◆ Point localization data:

>>>

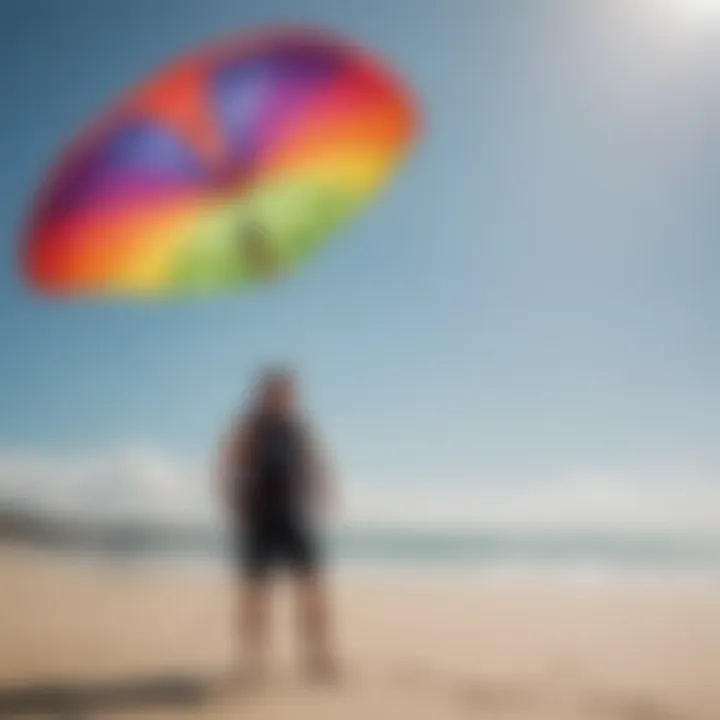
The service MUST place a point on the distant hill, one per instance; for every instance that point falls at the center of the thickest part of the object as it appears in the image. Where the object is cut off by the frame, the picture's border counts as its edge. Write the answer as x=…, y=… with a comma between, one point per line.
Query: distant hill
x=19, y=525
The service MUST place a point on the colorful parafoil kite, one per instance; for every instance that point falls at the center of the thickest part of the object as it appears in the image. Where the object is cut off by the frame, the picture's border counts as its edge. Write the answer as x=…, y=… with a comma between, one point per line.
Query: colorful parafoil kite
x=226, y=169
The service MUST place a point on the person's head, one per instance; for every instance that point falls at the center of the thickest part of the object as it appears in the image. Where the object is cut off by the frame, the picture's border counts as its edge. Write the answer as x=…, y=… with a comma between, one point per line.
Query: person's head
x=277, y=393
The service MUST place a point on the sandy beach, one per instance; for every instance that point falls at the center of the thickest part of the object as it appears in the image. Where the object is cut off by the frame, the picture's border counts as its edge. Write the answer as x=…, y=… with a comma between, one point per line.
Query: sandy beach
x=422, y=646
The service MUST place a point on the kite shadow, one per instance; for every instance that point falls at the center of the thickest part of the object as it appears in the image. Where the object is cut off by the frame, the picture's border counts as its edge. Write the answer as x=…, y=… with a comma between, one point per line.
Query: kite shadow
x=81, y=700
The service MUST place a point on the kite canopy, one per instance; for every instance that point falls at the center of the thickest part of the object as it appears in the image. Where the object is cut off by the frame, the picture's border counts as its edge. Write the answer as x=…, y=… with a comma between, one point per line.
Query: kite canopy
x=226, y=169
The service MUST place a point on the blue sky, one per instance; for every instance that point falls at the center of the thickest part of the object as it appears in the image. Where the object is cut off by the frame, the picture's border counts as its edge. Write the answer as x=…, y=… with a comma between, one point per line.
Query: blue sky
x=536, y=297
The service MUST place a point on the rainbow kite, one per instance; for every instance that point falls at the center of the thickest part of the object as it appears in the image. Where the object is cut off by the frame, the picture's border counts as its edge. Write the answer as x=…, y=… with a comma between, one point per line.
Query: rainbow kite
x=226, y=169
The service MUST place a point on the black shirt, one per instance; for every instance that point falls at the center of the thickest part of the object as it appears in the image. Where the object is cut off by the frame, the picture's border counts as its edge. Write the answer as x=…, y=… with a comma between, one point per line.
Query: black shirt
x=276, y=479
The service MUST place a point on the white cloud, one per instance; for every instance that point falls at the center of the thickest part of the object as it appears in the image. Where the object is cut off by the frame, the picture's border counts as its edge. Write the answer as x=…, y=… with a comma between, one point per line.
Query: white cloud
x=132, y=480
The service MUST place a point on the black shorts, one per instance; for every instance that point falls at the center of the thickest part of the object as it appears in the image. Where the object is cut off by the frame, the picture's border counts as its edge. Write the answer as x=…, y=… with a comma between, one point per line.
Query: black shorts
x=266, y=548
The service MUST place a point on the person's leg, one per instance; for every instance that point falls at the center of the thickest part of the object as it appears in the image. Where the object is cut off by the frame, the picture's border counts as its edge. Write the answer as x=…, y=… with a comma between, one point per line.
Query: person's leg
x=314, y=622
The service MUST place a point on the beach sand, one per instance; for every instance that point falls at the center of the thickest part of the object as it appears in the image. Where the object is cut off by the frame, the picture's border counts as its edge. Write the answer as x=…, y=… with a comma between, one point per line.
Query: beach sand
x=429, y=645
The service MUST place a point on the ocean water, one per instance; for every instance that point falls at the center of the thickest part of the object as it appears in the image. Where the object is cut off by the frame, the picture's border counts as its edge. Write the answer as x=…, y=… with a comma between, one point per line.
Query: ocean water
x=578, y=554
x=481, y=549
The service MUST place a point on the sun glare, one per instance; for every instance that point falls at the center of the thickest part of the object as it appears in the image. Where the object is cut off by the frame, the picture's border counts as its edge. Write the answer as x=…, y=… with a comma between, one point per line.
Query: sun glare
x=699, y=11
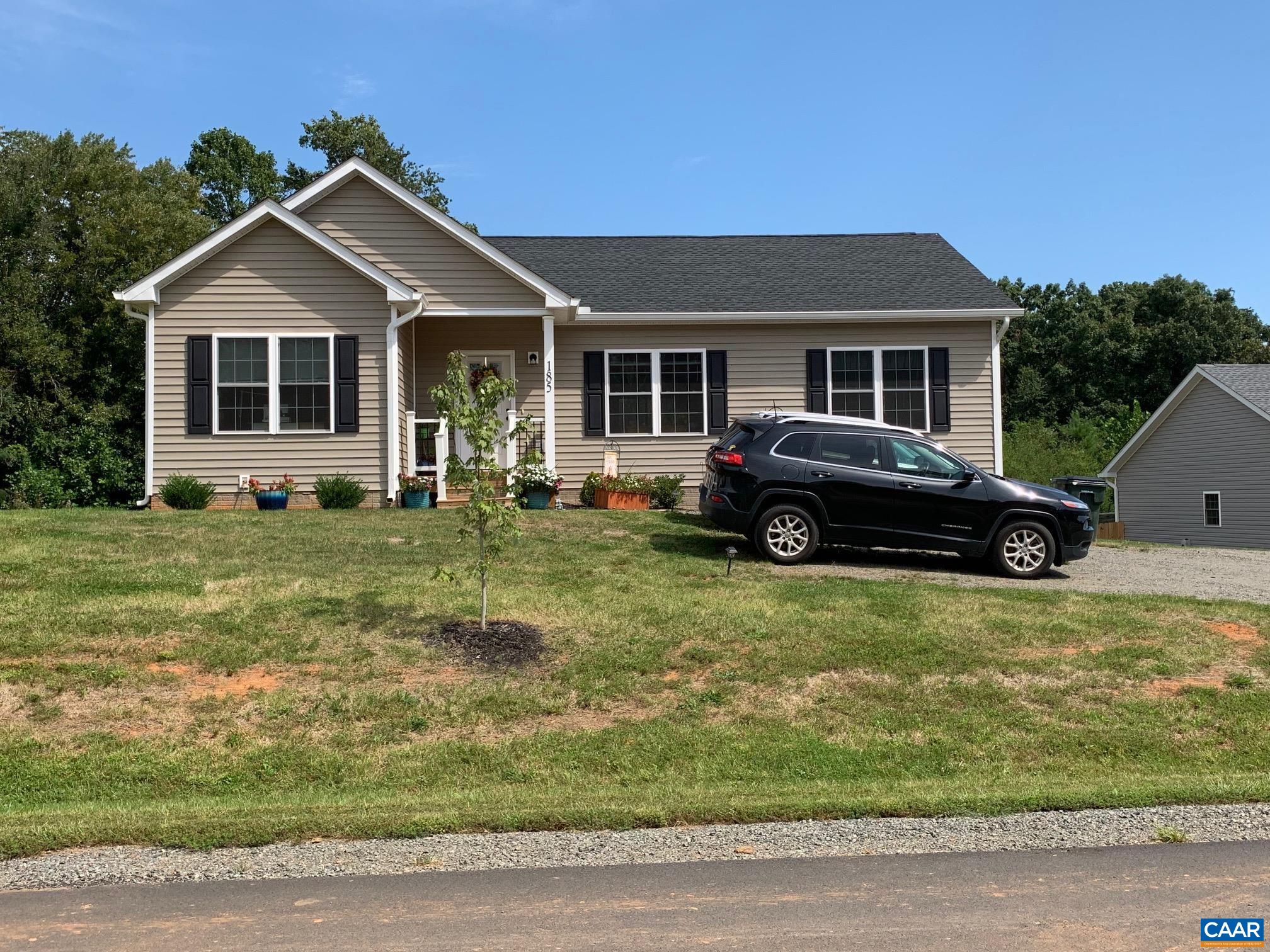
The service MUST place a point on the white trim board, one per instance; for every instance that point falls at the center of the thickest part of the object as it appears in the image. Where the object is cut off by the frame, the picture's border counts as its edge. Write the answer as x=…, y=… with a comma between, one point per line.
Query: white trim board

<<<

◆ Task to carry out: Gather from the entries above all lines that include the string "board".

◆ The completed task:
The service MUST place a point on the white trim board, one per instance; for every instance that point falls at the center of the thickest part of the object as it appears in the image. Where the object is cut off by the frame, the picture's border counts as its edge. Write the answer as x=…, y=… with a comma between, one point per line.
Query: white trim board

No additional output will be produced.